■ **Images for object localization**
-=-=-=-=-

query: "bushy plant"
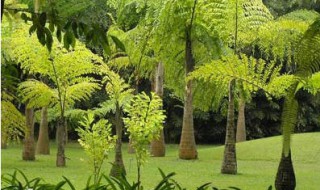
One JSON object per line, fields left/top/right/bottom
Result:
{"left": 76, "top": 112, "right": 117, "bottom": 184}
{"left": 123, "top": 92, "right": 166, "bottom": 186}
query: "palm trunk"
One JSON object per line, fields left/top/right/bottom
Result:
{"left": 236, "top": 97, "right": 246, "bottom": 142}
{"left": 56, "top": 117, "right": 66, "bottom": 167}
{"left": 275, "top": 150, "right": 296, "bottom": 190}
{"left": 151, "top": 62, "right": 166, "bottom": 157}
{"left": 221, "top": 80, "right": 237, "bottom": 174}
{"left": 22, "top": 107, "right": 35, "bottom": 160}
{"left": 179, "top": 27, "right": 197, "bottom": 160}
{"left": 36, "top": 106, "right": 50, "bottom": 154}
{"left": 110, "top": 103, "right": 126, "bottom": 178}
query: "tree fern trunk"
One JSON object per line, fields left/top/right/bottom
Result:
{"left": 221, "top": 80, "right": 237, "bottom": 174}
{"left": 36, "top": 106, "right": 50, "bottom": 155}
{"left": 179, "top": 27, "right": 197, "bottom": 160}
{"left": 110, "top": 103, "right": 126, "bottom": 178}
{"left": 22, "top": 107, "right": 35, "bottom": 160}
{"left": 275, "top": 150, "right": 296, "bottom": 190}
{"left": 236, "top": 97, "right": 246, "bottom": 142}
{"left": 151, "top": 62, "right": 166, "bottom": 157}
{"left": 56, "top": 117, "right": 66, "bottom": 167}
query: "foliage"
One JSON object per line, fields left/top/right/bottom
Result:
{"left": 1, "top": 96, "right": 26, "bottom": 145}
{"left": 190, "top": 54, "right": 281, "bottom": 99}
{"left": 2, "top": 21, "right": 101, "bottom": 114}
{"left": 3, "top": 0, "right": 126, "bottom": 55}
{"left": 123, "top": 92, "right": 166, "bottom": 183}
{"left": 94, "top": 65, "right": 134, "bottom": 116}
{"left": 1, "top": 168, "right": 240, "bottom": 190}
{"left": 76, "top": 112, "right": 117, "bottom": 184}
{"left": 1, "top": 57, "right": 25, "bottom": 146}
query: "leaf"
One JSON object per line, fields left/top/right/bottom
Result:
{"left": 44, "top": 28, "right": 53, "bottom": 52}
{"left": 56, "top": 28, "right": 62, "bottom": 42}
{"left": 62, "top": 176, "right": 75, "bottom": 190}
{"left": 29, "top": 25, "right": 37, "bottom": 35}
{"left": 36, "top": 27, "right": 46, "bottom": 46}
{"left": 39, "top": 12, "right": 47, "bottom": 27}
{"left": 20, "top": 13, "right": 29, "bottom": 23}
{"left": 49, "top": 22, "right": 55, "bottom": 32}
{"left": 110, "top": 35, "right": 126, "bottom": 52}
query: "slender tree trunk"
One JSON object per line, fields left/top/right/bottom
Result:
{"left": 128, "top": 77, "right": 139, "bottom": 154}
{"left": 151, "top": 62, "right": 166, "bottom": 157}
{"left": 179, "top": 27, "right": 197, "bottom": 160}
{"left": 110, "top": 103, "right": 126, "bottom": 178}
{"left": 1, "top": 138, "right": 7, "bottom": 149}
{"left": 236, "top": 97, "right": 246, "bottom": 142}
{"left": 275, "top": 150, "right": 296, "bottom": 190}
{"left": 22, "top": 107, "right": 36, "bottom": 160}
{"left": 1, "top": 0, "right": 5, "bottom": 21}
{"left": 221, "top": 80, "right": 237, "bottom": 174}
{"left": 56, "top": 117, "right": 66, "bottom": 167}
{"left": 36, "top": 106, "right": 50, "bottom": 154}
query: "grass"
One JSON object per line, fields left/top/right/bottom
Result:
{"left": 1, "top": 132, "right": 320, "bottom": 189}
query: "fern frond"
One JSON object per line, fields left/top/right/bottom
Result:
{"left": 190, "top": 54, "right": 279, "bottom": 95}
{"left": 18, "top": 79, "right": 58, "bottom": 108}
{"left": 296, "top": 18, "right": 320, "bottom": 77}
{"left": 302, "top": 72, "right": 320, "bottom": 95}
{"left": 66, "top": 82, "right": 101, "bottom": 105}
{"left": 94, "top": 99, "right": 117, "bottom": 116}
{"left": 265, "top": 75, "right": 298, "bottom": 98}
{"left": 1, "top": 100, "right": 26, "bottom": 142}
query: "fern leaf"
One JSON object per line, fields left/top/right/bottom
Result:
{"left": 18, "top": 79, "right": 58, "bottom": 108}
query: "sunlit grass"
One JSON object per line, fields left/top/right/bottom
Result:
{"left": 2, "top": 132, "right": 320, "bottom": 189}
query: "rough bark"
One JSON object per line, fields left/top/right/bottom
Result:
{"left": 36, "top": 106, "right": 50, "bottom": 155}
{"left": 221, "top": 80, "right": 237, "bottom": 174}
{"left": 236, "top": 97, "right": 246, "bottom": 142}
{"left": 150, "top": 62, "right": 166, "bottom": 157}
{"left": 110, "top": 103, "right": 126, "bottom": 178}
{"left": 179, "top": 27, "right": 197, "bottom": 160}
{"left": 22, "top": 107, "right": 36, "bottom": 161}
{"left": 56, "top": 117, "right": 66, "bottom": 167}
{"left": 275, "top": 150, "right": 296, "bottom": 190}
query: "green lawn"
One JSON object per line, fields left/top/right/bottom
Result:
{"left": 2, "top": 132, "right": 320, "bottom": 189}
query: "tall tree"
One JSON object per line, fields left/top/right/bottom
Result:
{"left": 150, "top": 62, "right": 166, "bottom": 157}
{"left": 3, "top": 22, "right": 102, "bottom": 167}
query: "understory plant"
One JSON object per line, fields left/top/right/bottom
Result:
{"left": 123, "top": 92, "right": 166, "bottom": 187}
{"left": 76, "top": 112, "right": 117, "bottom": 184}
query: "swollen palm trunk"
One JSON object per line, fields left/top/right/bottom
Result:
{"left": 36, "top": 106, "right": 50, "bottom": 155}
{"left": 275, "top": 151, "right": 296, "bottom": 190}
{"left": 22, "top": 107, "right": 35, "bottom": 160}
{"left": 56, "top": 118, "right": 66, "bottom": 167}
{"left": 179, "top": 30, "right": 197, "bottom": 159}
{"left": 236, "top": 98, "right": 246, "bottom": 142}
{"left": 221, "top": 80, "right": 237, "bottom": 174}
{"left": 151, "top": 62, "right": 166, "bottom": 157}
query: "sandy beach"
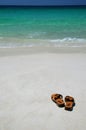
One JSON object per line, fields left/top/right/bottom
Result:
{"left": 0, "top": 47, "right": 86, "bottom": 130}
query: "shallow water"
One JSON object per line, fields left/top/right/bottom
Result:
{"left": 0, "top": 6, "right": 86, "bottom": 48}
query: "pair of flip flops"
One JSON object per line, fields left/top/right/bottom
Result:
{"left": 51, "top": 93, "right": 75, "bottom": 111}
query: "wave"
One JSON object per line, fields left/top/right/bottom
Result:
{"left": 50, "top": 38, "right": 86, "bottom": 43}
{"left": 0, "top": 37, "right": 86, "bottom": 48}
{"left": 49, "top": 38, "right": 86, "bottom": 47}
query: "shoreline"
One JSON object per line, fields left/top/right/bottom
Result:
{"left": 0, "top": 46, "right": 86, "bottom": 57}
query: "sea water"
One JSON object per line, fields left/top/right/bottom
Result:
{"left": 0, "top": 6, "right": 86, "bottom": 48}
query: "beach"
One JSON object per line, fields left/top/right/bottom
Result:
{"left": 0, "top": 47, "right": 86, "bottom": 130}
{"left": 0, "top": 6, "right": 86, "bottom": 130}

-=-=-=-=-

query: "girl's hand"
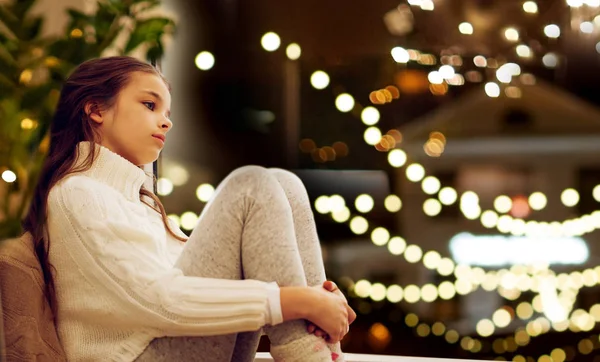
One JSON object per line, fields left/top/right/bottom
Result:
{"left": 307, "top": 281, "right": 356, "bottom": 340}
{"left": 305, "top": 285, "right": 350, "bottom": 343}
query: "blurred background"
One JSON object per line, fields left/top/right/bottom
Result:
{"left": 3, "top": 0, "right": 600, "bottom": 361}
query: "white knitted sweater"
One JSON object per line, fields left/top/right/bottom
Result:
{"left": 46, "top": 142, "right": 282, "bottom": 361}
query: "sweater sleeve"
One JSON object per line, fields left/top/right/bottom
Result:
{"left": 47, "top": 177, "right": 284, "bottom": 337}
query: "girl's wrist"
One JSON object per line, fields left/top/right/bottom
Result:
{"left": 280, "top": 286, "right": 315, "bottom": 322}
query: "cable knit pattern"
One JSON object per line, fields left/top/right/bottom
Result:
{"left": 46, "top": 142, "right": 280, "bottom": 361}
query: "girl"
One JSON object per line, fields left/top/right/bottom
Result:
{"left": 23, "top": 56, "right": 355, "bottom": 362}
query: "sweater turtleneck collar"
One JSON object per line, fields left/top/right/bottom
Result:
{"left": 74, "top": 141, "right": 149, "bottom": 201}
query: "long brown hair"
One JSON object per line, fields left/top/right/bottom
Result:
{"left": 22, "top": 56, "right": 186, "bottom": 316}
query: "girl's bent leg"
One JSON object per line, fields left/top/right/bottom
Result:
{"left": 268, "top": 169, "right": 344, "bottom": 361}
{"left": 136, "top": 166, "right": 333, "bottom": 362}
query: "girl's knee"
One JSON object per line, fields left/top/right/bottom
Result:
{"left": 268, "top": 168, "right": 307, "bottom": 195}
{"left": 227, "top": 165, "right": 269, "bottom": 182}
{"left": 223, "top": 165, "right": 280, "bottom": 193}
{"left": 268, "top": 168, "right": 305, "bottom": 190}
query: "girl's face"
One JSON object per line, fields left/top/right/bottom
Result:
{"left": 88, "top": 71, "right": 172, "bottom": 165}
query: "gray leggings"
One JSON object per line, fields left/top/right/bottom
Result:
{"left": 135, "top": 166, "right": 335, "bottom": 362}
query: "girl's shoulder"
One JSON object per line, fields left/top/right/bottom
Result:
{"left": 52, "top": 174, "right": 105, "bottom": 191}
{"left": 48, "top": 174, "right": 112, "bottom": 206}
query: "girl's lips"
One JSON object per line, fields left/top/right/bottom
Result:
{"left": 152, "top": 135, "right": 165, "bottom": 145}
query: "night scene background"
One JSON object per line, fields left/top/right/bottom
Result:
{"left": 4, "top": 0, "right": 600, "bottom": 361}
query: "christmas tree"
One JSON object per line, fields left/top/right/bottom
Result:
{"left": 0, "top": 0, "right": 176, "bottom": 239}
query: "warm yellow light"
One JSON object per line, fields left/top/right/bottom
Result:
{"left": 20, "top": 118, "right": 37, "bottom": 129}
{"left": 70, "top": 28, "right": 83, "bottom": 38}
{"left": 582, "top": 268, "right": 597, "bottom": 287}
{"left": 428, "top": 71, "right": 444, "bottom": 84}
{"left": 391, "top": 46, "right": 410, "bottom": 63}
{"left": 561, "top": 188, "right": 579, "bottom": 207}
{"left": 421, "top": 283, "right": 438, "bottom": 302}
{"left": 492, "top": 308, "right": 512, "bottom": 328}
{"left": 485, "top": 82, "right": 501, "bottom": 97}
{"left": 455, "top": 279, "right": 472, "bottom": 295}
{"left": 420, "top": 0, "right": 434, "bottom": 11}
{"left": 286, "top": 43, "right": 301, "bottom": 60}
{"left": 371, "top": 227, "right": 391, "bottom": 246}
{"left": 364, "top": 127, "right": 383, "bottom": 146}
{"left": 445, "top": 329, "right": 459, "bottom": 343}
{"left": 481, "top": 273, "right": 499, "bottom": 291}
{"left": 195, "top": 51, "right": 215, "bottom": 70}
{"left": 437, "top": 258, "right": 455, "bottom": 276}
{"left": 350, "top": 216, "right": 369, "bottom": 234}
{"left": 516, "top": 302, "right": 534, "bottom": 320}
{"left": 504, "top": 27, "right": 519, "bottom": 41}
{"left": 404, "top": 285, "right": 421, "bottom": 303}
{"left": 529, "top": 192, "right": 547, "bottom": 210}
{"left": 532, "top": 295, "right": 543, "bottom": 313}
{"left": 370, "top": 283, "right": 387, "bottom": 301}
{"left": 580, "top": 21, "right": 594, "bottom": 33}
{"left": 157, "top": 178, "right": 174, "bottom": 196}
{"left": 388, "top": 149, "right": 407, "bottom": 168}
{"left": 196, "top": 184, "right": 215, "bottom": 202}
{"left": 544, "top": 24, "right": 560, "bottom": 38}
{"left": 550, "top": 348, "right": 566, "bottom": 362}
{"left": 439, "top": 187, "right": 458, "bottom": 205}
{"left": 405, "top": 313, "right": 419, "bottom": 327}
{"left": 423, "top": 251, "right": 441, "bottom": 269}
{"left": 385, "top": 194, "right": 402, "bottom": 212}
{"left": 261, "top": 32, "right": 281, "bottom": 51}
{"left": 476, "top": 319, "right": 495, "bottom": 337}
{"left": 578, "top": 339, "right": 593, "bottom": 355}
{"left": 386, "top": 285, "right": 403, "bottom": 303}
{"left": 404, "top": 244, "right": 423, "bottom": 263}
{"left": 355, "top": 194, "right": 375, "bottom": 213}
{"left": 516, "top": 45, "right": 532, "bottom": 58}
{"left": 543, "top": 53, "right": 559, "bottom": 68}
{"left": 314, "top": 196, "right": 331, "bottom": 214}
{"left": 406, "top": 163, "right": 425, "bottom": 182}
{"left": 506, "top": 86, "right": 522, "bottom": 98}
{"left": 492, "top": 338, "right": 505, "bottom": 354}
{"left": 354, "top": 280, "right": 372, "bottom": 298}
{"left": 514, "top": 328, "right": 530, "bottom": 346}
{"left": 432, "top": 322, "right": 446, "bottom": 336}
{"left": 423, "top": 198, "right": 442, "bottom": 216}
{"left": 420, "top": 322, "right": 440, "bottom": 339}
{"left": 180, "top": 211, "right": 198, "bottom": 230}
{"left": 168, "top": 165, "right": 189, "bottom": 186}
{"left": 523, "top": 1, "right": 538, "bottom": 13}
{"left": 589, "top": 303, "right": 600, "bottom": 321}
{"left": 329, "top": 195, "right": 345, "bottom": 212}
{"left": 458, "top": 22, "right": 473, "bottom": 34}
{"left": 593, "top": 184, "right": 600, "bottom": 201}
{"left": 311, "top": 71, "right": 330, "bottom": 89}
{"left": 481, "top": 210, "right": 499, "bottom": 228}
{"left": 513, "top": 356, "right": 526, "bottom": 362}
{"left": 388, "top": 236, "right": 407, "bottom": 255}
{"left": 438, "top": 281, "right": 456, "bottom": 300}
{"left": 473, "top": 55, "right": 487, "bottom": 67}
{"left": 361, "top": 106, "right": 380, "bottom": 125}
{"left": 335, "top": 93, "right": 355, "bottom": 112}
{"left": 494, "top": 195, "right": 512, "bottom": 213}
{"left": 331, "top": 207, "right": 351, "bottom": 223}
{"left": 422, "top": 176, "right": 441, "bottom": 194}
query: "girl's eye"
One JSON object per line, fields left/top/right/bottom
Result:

-=-=-=-=-

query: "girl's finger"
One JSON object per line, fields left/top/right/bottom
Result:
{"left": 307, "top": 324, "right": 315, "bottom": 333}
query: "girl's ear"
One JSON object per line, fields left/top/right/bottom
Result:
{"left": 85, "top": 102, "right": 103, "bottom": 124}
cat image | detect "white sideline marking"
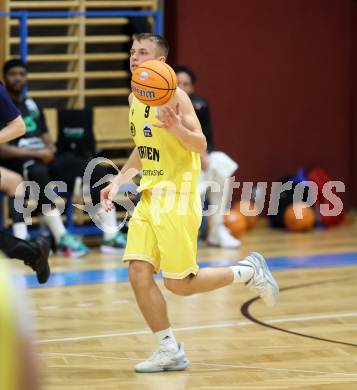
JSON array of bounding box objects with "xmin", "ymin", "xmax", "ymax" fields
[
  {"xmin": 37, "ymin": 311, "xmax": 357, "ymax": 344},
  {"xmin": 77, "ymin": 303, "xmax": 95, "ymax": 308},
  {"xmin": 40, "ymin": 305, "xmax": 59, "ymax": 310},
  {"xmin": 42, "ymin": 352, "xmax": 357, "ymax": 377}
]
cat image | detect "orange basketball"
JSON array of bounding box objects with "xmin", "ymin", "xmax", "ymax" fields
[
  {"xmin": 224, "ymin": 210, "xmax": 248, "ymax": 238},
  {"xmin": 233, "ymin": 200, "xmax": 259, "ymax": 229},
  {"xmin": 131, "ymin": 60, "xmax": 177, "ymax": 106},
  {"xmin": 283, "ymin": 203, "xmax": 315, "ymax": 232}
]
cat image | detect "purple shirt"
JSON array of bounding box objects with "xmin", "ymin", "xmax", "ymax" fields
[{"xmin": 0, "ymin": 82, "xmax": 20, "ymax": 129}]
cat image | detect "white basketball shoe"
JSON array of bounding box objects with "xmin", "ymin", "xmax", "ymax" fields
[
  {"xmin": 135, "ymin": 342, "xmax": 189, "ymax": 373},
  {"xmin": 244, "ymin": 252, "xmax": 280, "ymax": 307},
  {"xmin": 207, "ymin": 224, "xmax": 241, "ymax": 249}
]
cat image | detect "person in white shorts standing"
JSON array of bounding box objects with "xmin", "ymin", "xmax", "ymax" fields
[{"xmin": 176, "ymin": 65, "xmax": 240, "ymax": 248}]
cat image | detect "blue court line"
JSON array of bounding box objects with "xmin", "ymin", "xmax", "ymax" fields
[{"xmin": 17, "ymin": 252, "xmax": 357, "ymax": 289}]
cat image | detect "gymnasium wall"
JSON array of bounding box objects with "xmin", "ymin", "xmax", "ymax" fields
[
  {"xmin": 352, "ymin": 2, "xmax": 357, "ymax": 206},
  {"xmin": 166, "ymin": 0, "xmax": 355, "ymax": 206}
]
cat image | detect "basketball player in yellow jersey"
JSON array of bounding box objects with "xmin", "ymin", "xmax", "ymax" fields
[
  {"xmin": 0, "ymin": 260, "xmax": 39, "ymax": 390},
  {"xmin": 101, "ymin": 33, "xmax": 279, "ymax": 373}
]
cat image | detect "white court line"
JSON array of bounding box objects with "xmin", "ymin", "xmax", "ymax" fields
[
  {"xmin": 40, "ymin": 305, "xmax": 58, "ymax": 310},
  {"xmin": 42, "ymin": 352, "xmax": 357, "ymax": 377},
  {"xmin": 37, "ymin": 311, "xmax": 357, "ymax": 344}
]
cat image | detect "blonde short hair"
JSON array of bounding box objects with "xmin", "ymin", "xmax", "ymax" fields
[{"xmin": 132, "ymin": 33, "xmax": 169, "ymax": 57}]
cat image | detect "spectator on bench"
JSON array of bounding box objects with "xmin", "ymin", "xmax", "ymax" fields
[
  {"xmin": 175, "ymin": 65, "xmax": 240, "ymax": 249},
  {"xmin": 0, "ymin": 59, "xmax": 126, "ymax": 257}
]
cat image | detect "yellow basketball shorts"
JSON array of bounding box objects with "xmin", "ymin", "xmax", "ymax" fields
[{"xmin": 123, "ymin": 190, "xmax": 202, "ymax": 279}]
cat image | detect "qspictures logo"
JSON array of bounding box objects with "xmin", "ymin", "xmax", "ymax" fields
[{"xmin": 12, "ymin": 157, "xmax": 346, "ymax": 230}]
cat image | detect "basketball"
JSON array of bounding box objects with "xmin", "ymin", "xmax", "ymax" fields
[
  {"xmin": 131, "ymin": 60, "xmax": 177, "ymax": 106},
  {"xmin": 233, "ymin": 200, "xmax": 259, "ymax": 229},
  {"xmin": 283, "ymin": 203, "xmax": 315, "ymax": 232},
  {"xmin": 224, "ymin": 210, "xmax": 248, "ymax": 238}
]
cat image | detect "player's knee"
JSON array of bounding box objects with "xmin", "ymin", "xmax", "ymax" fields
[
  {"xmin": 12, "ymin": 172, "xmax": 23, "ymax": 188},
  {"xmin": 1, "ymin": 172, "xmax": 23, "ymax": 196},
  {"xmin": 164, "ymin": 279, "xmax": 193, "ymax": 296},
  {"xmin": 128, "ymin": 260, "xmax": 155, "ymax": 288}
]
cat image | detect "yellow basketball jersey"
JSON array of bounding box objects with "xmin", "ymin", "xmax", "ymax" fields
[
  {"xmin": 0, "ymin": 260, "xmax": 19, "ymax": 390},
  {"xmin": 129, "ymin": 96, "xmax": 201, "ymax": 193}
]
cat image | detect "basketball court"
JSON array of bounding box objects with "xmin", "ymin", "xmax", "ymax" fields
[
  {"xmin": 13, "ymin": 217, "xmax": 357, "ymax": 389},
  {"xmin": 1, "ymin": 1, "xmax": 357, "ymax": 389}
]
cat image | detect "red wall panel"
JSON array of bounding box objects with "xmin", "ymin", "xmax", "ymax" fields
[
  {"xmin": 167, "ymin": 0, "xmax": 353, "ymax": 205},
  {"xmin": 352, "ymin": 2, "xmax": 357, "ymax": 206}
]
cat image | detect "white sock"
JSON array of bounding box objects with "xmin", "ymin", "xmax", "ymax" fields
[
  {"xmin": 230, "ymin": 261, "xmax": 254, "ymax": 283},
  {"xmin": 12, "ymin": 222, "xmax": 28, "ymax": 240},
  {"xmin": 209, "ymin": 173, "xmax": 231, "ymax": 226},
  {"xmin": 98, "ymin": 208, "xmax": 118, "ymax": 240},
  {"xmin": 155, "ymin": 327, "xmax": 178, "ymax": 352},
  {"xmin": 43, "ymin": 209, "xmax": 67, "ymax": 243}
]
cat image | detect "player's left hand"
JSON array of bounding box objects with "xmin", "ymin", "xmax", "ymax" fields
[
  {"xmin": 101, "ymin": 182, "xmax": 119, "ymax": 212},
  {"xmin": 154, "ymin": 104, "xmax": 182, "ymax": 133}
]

-=-=-=-=-

■ **What is needed**
Your answer should be each line of the data that contains the word "sweater", copied as it stands.

■ **Result of the task**
query: "white knitted sweater"
query: "sweater sleeve"
query: "sweater turtleneck collar"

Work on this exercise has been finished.